They found that 60 percent of the journalist tweets “reflected traditional practices of ‘professional’ objectivity: stenography—simply passing along a claim made by a politician—and ‘he said, she said’ repetition of a politician’s claims and his opponent’s counterclaim.”

Journalists largely repeated the claims and statement of candidates, rather that check or challenge them.

“Our data suggest that fact checking is not the most prominent use to which Twitter was put by reporters and commentators covering the 2012 presidential election,” the authors write. “Indeed, only a fraction of tweets in our sample referenced specific candidate claims at all.”

A missed opportunity

The researchers chose to look at tweets during the debates because debates are “central to the practice of political journalism and fact checking.”

They also wanted to see if fact checking was a big part of political Twitter during debates to get a sense of “how the emerging journalistic practice of fact checking manifests itself in a continually flowing information environment marked at its core by a fading distinction between fact and opinion.”

#### [Written tasks]
A - In the excerpt on journalists' debate tweets, rewrite the part from "They found that" up to and including "or challenge them.", changing "stenography" to "transcription".
B - According to the excerpt on journalists' debate tweets, why did the researchers study tweets posted during the debates?

#### [Information provided]
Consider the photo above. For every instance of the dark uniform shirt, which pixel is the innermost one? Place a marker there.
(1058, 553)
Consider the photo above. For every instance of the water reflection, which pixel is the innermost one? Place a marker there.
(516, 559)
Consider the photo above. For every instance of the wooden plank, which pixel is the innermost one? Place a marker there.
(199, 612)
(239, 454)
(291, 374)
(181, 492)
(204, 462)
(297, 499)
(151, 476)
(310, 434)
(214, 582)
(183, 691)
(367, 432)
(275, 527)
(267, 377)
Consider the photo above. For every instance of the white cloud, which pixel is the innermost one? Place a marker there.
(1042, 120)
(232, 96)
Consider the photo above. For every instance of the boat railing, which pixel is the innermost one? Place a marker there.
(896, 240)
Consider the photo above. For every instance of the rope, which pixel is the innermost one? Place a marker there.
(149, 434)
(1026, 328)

#### [Solutions by task]
A -
They found that 60 percent of the journalist tweets “reflected traditional practices of ‘professional’ objectivity: transcription—simply passing along a claim made by a politician—and ‘he said, she said’ repetition of a politician’s claims and his opponent’s counterclaim.”

Journalists largely repeated the claims and statement of candidates, rather that check or challenge them.

B - They chose debates because debates are "central to the practice of political journalism and fact checking." They also wanted to see how fact checking shows up in a continually flowing information environment where the line between fact and opinion is fading.